All lines from the one containing "of the round" down to the final line of the entries below: return them exactly.

[Natural language region descriptions]
● ● ●

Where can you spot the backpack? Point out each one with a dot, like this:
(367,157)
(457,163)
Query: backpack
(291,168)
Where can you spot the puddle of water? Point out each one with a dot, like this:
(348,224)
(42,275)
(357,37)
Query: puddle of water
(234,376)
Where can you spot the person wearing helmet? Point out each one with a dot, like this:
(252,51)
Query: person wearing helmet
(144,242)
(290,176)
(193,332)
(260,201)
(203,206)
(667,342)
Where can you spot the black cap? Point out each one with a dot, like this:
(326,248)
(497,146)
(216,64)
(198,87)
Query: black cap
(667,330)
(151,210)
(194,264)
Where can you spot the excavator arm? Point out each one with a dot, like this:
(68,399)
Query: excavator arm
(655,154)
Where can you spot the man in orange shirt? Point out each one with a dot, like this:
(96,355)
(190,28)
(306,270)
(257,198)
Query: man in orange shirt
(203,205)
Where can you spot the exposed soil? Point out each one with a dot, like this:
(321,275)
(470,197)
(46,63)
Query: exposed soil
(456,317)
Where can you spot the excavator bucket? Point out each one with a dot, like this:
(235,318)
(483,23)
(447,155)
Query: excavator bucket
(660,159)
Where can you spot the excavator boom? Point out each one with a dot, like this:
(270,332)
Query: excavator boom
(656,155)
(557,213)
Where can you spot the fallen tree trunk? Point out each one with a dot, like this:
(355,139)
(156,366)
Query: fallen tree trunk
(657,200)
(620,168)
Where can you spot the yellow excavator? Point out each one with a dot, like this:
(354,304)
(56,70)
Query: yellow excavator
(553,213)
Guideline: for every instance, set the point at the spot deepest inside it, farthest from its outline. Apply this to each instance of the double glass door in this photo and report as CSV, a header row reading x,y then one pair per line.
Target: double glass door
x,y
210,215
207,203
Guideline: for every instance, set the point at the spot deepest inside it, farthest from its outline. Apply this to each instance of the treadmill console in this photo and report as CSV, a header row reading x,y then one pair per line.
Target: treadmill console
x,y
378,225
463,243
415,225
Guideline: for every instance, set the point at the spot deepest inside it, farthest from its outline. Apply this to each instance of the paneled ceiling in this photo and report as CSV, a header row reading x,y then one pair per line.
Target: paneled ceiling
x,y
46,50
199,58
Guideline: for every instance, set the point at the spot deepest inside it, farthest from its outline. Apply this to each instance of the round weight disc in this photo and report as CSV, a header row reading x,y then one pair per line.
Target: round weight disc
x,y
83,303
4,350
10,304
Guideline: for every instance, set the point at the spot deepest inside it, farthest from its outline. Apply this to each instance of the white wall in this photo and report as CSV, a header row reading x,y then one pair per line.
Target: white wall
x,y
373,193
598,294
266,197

● ● ●

◆ **Task response**
Guideline: for every instance, set the point at the spot deepest inside it, farthest from its outline. Apply this to each instance of the round weight disc in this photo and report as CSV, a header row reading x,y then one pair per line.
Target: round weight disc
x,y
83,303
4,350
10,304
Guideline: for every instance, set the point at the spot deepest inside it, farthest from its outline. Apply this to each instance of the white wall in this photo and report as CSV, a header row reading x,y then one pair per line.
Target: white wall
x,y
373,193
598,294
266,197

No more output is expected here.